What you are asked to do: Rewrite the data below with every "region" swapped for "area", keeping everything else the same.

Segmentation dataset excerpts:
· · ·
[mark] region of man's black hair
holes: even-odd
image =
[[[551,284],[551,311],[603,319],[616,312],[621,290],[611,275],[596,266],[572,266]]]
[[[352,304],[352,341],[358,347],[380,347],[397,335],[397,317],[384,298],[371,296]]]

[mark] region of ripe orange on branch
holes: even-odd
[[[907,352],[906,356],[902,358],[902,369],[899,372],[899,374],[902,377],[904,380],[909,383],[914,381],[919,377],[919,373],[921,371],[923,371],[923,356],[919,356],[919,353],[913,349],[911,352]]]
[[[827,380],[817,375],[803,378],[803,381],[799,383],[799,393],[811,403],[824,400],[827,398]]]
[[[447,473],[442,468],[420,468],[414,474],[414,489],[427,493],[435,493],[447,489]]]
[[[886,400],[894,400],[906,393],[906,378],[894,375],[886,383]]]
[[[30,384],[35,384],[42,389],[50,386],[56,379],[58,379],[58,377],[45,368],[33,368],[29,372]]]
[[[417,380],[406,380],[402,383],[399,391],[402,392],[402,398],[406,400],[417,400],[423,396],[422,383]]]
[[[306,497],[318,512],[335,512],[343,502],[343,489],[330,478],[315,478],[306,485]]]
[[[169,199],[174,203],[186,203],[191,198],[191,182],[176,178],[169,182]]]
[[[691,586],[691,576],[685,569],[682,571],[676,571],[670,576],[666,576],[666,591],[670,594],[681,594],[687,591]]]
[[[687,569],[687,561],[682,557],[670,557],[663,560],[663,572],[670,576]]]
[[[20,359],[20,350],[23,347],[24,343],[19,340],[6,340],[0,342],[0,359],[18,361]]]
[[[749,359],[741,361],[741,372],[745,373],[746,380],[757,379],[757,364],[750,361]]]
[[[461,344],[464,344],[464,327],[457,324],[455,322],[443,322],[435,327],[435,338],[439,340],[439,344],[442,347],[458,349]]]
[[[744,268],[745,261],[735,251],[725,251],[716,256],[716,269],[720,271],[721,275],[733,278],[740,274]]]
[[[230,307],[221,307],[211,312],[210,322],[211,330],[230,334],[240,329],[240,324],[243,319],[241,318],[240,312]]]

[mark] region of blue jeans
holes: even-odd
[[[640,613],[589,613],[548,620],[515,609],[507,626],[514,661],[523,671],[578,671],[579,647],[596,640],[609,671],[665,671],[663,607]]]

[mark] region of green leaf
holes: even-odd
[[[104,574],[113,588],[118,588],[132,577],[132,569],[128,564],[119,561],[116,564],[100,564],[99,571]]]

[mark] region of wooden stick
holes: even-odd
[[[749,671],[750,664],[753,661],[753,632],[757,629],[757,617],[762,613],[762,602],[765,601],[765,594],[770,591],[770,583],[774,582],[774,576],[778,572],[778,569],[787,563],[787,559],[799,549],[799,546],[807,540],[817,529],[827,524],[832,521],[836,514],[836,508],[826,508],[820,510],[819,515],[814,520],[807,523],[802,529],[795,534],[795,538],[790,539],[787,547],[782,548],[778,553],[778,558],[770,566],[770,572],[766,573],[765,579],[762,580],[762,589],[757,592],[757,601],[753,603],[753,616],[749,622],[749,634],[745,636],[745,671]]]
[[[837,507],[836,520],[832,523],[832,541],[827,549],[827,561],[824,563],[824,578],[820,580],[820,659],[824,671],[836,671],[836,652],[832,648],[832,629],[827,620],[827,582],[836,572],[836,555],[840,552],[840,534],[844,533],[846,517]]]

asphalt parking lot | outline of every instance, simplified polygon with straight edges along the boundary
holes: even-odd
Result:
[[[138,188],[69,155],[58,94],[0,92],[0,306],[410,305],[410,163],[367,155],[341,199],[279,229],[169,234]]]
· · ·
Final answer:
[mark] area of man's black hair
holes: even-odd
image =
[[[551,284],[551,311],[603,319],[616,312],[621,290],[611,275],[596,266],[572,266]]]
[[[352,304],[352,341],[358,347],[380,347],[397,335],[397,317],[384,298],[371,296]]]

[mark] area of ripe orange on branch
holes: even-odd
[[[907,352],[906,356],[902,358],[902,369],[899,372],[899,374],[902,377],[904,380],[909,383],[914,381],[919,377],[919,373],[921,371],[923,371],[923,356],[919,356],[919,353],[913,349],[911,352]]]
[[[827,380],[817,375],[803,378],[803,381],[799,383],[799,393],[811,403],[824,400],[827,398]]]
[[[447,473],[442,468],[420,468],[414,474],[414,489],[427,493],[435,493],[447,489]]]
[[[886,400],[894,400],[906,393],[906,378],[894,375],[886,383]]]
[[[30,384],[35,384],[42,389],[50,386],[56,379],[58,379],[58,377],[45,368],[33,368],[29,372]]]
[[[417,380],[406,380],[402,383],[399,391],[402,392],[402,398],[406,400],[417,400],[423,396],[422,383]]]
[[[306,497],[318,512],[335,512],[343,502],[343,489],[330,478],[315,478],[306,485]]]
[[[169,199],[174,203],[186,203],[191,198],[191,182],[176,178],[169,182]]]
[[[691,586],[691,576],[685,569],[682,571],[676,571],[670,576],[666,576],[666,591],[670,594],[681,594],[687,591]]]
[[[687,569],[687,561],[682,557],[670,557],[663,560],[663,572],[670,576]]]
[[[20,359],[20,350],[23,347],[24,343],[19,340],[6,340],[0,342],[0,359],[18,361]]]
[[[749,359],[741,361],[741,372],[745,373],[746,380],[757,379],[757,364],[750,361]]]
[[[461,344],[464,344],[464,327],[457,324],[455,322],[443,322],[435,327],[435,338],[439,340],[439,344],[442,347],[458,349]]]
[[[744,268],[745,261],[735,251],[725,251],[716,256],[716,269],[720,271],[721,275],[733,278],[740,274]]]
[[[230,307],[221,307],[211,312],[210,322],[211,330],[230,334],[240,329],[240,324],[243,319],[241,318],[240,312]]]

[mark] area of blue jeans
holes: even-odd
[[[640,613],[589,613],[548,620],[515,609],[507,626],[514,661],[523,671],[578,671],[579,647],[596,640],[609,671],[665,671],[663,607]]]

[mark] area of green leaf
holes: even-odd
[[[104,574],[113,588],[118,588],[132,577],[132,569],[128,564],[119,561],[116,564],[100,564],[99,571]]]

[mark] area of wooden stick
holes: even-odd
[[[749,671],[750,664],[753,661],[753,632],[757,629],[757,617],[762,613],[762,602],[765,601],[765,594],[770,591],[770,583],[774,582],[774,576],[778,572],[778,569],[787,563],[787,559],[799,549],[799,546],[807,540],[817,529],[827,524],[832,521],[836,514],[836,508],[826,508],[820,510],[819,515],[814,520],[807,523],[802,529],[795,534],[795,538],[790,539],[787,547],[782,548],[778,553],[778,558],[770,566],[770,572],[766,573],[765,579],[762,580],[762,589],[757,592],[757,601],[753,603],[753,616],[749,622],[749,634],[745,636],[745,671]]]
[[[837,507],[836,520],[832,523],[832,541],[827,549],[827,561],[824,563],[824,578],[820,580],[820,659],[824,671],[836,671],[836,652],[832,648],[832,629],[827,620],[827,582],[836,572],[836,555],[840,552],[840,534],[844,533],[846,517]]]

asphalt parking lot | outline of every instance, simplified polygon with straight edges along the boundary
holes: even-odd
Result:
[[[138,188],[69,155],[58,94],[0,92],[0,306],[410,305],[410,163],[367,155],[341,199],[279,229],[169,234]]]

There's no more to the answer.